··· Information provided

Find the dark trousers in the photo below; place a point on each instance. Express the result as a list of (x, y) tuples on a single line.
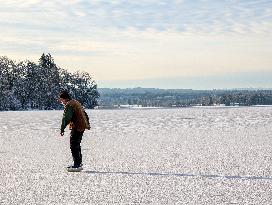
[(75, 140)]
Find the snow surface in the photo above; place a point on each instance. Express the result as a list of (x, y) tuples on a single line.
[(164, 156)]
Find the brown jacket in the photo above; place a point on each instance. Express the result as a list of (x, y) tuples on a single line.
[(74, 116)]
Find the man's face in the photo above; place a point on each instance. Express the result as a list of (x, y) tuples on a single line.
[(63, 101)]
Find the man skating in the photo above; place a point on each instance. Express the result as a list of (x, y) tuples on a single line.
[(77, 119)]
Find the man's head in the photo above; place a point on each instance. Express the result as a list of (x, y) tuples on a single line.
[(64, 97)]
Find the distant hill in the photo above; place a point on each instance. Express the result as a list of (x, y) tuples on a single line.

······

● Your goal:
Copy the lines from the line with "Find the brown" to the line with "[(63, 101)]", changing "instance" to "occurrence" and leaving everything else as it is.

● Reply:
Find the brown jacket in the photo above; place a point on each occurrence. Express the result as a list of (x, y) tuples on a single line.
[(74, 116)]
Find the man's face in the photo above; place a point on each occurrence. Express the result as a list of (x, y) tuples on a single line.
[(63, 101)]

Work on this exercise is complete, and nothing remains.